• _TEXT_

* * * * * * *

TIPS: Who is Masaaki Hatsumi? What is the significance of the Iga and Koga regions of Feudal Era Japan? Who was Daisuke Togakure??
Looking these things up Should........should........help set you on the path, if you're paying attention.
B: You could be someone not quite so naive................and playing a joke on us.
IF so....
hahahaahahahaaa.......You got me man. Good one!!!

Your Brother
John


----------



## Bigshadow (Jul 21, 2006)

SummonerCloud said:
			
		

> bigshadow,your wisdom and understanding is quite respectable...yes many have given me advise which i plan to follow,i just think they could have given it in a less......cold way,understand?



Thank you.  Don't confuse cold with being pointed.  If these fine people were going to be cold, this thread would have been a cold barren landscape, with not a post for miles.  However, they have had a bit of fun with your enthusiasm with Ninjas.   You should just take that in stride, we tend to do that from time to time.



			
				SummonerCloud said:
			
		

> by self training,i mean the KNOWLEDGE of what the shinobi were ie:styles they used,history,weaponry,etc. and physical training i have worked on reflex,dexterity,etc...i am merely training in PREPERATION for the beginning of my training....i well knew many techniques however,even if i could not have utilized them in this way.


If I understand what you are saying correctly, maybe you should read the book "Ninjutsu: History and Tradition" written by Masaaki Hatsumi (our Grandmaster), it can be found at Amazon.com.  Reading is certainly something that can be done alone.  Remember the mind is like a fortress, one must be careful what one lets in through the gates.  Choose your books wisely.  Anything from Masaaki Hatsumi is in order.



			
				SummonerCloud said:
			
		

> i have one PRACTICAL question that i would like answered...
> Can other fighting styles be incorporated into ninjutsu?


It is generally not a good idea as it can be counter productive to training.  So keep that in mind if you find an instructor and begin training.


----------



## Blindside (Jul 21, 2006)

SummonerCloud said:
			
		

> Do you not think i know this?!?!?
> 
> Is this your rendition of my mentality?i do not attempt to impress some of you curs,only to prove that i am not just some wannabe...thing!I very well understand there are ninjutsu practitioners here,and i mentioned it previously...i do not appear to be the ignorant one.i am well taking the advice i was given,but does that mean that this still has no purpose?I am not the only one who should keep an open mind...would you please read my sig?


 
Perfect, you just called the people you have been asking a load of questions from "curs."  I can't imagine why they aren't bending over backward to help you.  Get your temper under control and be polite, but I suspect it is a bit too late for you on this forum.  

Where the heck is the "ignore" button?

Lamont


----------



## Grey Eyed Bandit (Jul 21, 2006)

Bigshadow said:
			
		

> Anything from Masaaki Hatsumi is in order.


 
Indeed, which is why it's good to keep in mind that History and Tradition was ghostwritten by Stephen Hayes.


----------



## Swordlady (Jul 21, 2006)

*Mod. Note. 
Please, keep the conversation polite and respectful.

* * * * * * *

• _INSTRUCTION A_
According to the forum thread, who ghostwrote History and Tradition?
The forum thread and the listing that follows it come from unrelated sources.

* * * * * * *

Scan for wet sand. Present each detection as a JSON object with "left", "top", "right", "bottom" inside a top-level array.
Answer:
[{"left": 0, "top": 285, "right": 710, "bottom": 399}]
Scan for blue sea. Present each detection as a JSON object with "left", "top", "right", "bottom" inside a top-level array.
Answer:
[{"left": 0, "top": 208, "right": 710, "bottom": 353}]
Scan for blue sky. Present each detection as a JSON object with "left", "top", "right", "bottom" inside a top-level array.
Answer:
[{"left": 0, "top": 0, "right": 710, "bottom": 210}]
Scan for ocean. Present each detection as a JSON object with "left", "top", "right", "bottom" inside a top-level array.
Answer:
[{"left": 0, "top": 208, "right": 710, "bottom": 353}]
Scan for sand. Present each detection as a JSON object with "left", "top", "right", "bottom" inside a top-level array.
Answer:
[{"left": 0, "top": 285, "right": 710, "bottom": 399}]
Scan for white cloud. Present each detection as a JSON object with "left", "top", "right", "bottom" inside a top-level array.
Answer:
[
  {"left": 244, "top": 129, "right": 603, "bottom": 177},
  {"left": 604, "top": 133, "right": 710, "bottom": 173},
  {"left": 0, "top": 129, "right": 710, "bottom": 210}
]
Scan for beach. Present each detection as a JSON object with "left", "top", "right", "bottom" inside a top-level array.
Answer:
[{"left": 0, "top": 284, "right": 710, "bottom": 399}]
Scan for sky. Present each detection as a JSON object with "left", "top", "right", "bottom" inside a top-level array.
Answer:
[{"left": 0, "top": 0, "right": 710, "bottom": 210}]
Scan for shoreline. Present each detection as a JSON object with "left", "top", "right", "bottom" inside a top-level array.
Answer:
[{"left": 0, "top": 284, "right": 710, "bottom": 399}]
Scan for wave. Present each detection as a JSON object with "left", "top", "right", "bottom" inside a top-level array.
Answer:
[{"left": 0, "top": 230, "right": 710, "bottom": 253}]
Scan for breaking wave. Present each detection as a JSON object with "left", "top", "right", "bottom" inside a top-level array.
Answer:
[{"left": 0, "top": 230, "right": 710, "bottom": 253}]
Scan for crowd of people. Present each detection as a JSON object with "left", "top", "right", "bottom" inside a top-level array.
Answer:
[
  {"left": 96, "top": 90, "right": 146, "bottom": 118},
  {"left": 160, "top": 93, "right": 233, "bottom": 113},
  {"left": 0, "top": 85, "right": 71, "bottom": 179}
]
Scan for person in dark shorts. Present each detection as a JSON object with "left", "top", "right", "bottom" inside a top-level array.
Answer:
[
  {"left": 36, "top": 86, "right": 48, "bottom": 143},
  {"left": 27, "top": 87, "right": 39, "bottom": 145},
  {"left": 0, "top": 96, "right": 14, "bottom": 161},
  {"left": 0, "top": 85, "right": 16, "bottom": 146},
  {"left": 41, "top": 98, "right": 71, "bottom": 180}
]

* * * * * * *

• _INSTRUCTION B_
Rewrite the lines of the listing as a numbered list, leaving out any blank lines. Start with the line containing "Scan for wave." and continue through the end of the listing.

• _EXERCISE RESPONSE A_
Stephen Hayes

• _EXERCISE RESPONSE B_
1. Scan for wave. Present each detection as a JSON object with "left", "top", "right", "bottom" inside a top-level array.
2. Answer:
3. [{"left": 0, "top": 230, "right": 710, "bottom": 253}]
4. Scan for breaking wave. Present each detection as a JSON object with "left", "top", "right", "bottom" inside a top-level array.
5. Answer:
6. [{"left": 0, "top": 230, "right": 710, "bottom": 253}]
7. Scan for crowd of people. Present each detection as a JSON object with "left", "top", "right", "bottom" inside a top-level array.
8. Answer:
9. [
10.   {"left": 96, "top": 90, "right": 146, "bottom": 118},
11.   {"left": 160, "top": 93, "right": 233, "bottom": 113},
12.   {"left": 0, "top": 85, "right": 71, "bottom": 179}
13. ]
14. Scan for person in dark shorts. Present each detection as a JSON object with "left", "top", "right", "bottom" inside a top-level array.
15. Answer:
16. [
17.   {"left": 36, "top": 86, "right": 48, "bottom": 143},
18.   {"left": 27, "top": 87, "right": 39, "bottom": 145},
19.   {"left": 0, "top": 96, "right": 14, "bottom": 161},
20.   {"left": 0, "top": 85, "right": 16, "bottom": 146},
21.   {"left": 41, "top": 98, "right": 71, "bottom": 180}
22. ]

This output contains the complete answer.